- TASKS:
A: In the piece on fears after September 11, which book became the most-ordered volume at Amazon?
B: Rewrite the paragraph of the piece on fears after September 11 that begins "Others are seeking protection" as a short list that keeps its main facts.
C: Extend the piece on fears after September 11, starting after its final sentence.

IN times of great fear and uncertainty, people will grab at different things to steady themselves. Some feel compelled to make practical arrangements to try to safeguard their families. They are now searching York army surplus shops to buy gas masks.

This quest is prompted by a genuine dread that terrorists will hijack a crop sprayer, fill it with nerve gas and loop-the-loop over Clifford's Tower. Such seemingly abstract anxiety is validated when eminent Leeds University toxicologist Alastair Hay is willing to be photographed by the press in mask, protective suit and gloves. Yesterday he loomed out of the paper and into children's nightmares.

But then, Prof Hay only chose to dress up as doomsday after the esteemed World Health Organisation chose to scare the world's socks off with its alarmist warnings about chemical and biological warfare.

Others are seeking protection not from a gas mask but from a higher power. York Minster was packed for its service of remembrance. Even non-believers have been groping for faith these last two weeks: on Friday, we published an email from an Acomb woman revealing she had said her first prayer on September 11: "I didn't know what else to do."

Yet more, finding no comfort in God, have turned to another figure with a devoted following. Nostradamus: The Complete Prophecies has become the most-ordered volume at Internet bookshop Amazon. Net search engine Google reports a spectacular increase in requests for information on the 16th century astrologer.

This sudden interest is based on a false rumour: that Nostradamus predicted the attack on the twin towers of the World Trade Centre in New York. Soon after the outrage, someone forwarded this claim to me by email, with the headline: "This is very scary!" His message explained that Nostradamus wrote the following in 1654: "In the City of York there will be a great collapse/Two twin brothers torn apart by Chaos/while the fortress falls. The great leader will succumb/The third big war will begin when the big city is burning."

Astonishingly, this nonsense was reproduced in some national newspapers as a real story. It has since been noted how even the powers of this "great diviner" were not enough to allow him to still be scribbling 88 years after his death in 1566.

- GIVEN RECORDS:
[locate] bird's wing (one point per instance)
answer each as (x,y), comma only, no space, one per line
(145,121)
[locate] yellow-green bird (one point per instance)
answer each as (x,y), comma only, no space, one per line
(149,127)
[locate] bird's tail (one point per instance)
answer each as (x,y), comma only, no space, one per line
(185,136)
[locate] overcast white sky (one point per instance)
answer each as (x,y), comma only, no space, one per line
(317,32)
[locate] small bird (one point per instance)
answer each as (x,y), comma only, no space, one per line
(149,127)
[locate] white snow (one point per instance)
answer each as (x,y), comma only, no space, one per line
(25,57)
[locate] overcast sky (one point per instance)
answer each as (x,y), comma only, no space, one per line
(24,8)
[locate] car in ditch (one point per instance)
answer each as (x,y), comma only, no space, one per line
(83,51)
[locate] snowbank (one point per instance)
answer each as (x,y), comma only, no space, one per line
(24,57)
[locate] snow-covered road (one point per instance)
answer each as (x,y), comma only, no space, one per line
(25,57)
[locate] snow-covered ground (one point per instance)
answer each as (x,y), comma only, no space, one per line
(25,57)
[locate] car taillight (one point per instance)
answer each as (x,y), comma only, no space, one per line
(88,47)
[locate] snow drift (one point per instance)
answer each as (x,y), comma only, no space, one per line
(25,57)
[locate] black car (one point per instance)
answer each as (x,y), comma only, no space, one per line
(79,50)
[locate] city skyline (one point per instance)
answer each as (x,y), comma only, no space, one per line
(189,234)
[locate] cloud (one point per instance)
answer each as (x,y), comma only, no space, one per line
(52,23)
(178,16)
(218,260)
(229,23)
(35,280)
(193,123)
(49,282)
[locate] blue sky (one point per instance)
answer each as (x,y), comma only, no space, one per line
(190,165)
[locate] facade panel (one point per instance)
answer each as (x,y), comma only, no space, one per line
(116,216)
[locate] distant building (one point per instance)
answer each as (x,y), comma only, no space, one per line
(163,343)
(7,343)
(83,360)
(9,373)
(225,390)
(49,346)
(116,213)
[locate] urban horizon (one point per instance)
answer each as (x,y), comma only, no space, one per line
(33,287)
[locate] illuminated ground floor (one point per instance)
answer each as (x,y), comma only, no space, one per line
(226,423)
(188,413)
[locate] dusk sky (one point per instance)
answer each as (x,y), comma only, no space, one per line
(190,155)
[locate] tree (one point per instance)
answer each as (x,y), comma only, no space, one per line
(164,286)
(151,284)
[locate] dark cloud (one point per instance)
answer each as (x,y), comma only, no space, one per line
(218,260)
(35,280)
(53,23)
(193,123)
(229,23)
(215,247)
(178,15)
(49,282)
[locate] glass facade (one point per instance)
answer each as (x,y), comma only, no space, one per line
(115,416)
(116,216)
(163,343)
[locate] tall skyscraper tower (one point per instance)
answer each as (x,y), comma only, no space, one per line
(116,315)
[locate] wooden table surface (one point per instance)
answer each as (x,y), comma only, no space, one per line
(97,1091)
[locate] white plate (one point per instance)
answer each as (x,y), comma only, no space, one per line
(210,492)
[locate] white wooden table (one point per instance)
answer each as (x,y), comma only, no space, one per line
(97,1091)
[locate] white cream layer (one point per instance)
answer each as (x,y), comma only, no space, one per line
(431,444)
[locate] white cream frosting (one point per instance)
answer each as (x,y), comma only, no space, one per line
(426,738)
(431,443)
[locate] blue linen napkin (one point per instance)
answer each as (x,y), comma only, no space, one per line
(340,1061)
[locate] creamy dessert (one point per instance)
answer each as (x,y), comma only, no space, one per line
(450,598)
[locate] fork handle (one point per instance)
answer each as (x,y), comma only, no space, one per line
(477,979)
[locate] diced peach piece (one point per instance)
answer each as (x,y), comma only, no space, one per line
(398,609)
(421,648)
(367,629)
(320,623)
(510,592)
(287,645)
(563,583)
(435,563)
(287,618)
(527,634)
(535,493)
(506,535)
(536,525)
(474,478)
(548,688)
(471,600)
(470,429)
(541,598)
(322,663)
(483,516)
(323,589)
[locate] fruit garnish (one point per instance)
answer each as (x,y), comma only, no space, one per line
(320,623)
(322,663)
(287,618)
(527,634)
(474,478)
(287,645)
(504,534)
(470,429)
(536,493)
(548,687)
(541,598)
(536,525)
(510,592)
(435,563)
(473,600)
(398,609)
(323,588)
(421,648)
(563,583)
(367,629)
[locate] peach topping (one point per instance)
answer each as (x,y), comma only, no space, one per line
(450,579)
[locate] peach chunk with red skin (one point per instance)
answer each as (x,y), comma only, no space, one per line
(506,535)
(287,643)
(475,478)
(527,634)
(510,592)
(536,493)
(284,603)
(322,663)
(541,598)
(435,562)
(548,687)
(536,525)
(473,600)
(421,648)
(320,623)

- RESPONSES:
A: Nostradamus: The Complete Prophecies.

B:
- Some people are seeking protection from a higher power rather than from a gas mask.
- York Minster was packed for its service of remembrance.
- Even non-believers have been groping for faith over the past two weeks.
- On Friday, the paper published an email from an Acomb woman who said her first prayer on September 11 because she "didn't know what else to do."

C:
The prophecy was actually created five years ago by a Canadian academic in a paper arguing that if you made up enough vague Nostradamus-like predictions, one was bound to come true eventually. Unfortunately the only one he wrote actually did come true. Which gives Neil Marshall, of Brock University, Ontario, a far better success rate than the big N.

Meanwhile, people have managed to spot heaven and hell making personal appearances at the World Trade Centre attack. The same source who sent me the Nostradamus "quote" followed it up with a picture of the skyscrapers moments after the planes had hit. This showed a pattern of smoke that might, if you took off your glasses and squinted a bit, look a little like a human face. He asked: "The face of God?"

It turns out that a photograph of the same scene from a different angle has resulted in dozens of American newspaper readers suggesting that the smoke had formed "a satanic face".

We Westerners like to think ourselves superior to the rest of the world's people and their quaint belief systems. But when terrified, we are as superstitious and wild-minded as anyone.

The American devastation was caused by man and man alone. Not by the devil; not by that fraudster Nostradamus. And the dangers it has brought will not be resolved by God or Nostradamus; but by man, and man alone.